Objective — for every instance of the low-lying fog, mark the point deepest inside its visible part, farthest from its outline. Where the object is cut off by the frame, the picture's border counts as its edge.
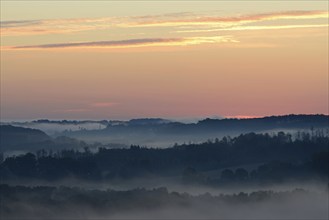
(290, 204)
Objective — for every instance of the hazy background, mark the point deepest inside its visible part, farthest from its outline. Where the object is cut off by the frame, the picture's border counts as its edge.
(123, 60)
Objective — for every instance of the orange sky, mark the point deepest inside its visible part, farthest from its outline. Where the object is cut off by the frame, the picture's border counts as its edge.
(177, 61)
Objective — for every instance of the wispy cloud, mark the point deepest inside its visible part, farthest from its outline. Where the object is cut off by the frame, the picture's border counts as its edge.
(103, 104)
(62, 26)
(132, 43)
(261, 27)
(233, 20)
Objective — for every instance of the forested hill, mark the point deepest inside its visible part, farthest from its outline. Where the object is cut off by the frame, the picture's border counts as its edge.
(165, 133)
(136, 162)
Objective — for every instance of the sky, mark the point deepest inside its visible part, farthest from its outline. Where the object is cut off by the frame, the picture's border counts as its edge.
(169, 59)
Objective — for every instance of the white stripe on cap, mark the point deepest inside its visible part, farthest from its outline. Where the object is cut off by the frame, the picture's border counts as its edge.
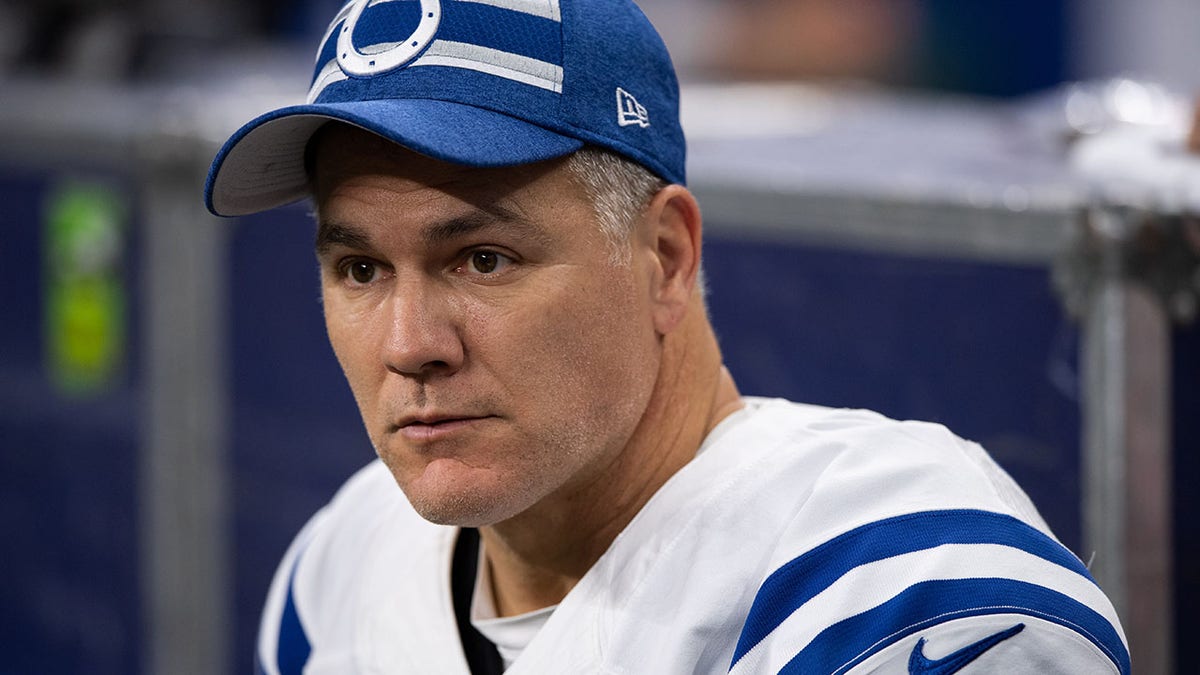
(544, 9)
(493, 61)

◆ ◆ ◆

» Exercise requirements: Nothing but the lines from the one with "Objective — for every instance of the sky, mark" through the end of the entries above, both included, should be set down, exactly and without pictures.

» Finished task:
Objective — for every instance of the sky, mark the point deepest inside its visible part, farthest from its outline. Where the object is cut off by the frame, the picture's border counts as its edge.
(169, 59)
Objective — for every instance of the white stripe on cap, mark the point deepest inside its visible part, farthest from its outline. Where the object is cut off by the frame, the picture's border counts as its edge.
(544, 9)
(493, 61)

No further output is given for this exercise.